> [GIVEN PROBLEM]:
Decide whether each statement agrees with the LVM discussion below, answering yes or no and quoting the words that settle it: (a) /boot should be kept off LVM; (b) lvextend also grows the filesystem inside the logical volume; (c) webmin was used as the frontend for the LVM work.
## START PASSAGE GIVEN
As Boomslang said, you'll need to use LVM to accomplish what you're talking about. It stands for Logical Volume Manager and allows you to group multiple physical partitions together into one logical partition (eg / is spread across both discs). In order to accomplish this, you'll need to boot a LiveCD and configure your new drive for LVM and get it formatted and whatnot. (Make sure to leave /boot off LVM because getting grub to boot from LVM can be a bitch, if i remember correctly) Then you copy your current system over to the new drive, and reconfigure grub to point to the copy. Unplug your old drive and make sure the system is still functional on the new drive. Once you're up and running on the copy, you can safely delete the data on the original drive. Configure it for LVM and add it to your new drive's logical partition.

Too complicated? If I am to assume the system in your sig is the one you want to upgrade, then a new drive is going to be significantly larger. Also, I'm going to assume you built that system ages ago and the hard drive in it is aging closer and closer to data loss. What I'm trying to say is, if I were you I'd get a new drive, install a clean system to the new drive and copy the data from /home to the new install, and leave nothing critical on the old hard drive (like use the entire 80GB for windows :-p)
 
I need help with LVM. (I'm using webmin as the frontend)

I formatted the new drive for lvm, shifted the files, and it worked fine. I then added my old drive as a physical volume to the LVM, it said all the data on the drive will be erased. Ok, good. But then I couldn't see how to add the hard drive to the logical volume.

I google'd and found the lvextend command. So i did that, and got the logical volume to the complete size of both drives. But mounting it showed only the free space on one hard drive. I guess I have to format it to LVM and then EXT3 myself...

So now trying to remove the physical volume from the volume group gives me an error that there is no extends to allocate the data. Using vgreduce tells me the hard drive is in use.
 
lvextend only deals with the logical volume, it doesn't touch the filesystem contained within. You'll need to manually grow the filesystem.
## END PASSAGE GIVEN
## START INFORMATION SHOWN
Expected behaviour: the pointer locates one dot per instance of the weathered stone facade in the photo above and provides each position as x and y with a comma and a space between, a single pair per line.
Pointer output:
## END INFORMATION SHOWN
> [RESULT OF THE TASK]:
(a) Yes: "Make sure to leave /boot off LVM"
(b) No: "lvextend only deals with the logical volume, it doesn't touch the filesystem contained within."
(c) Yes: "(I'm using webmin as the frontend)"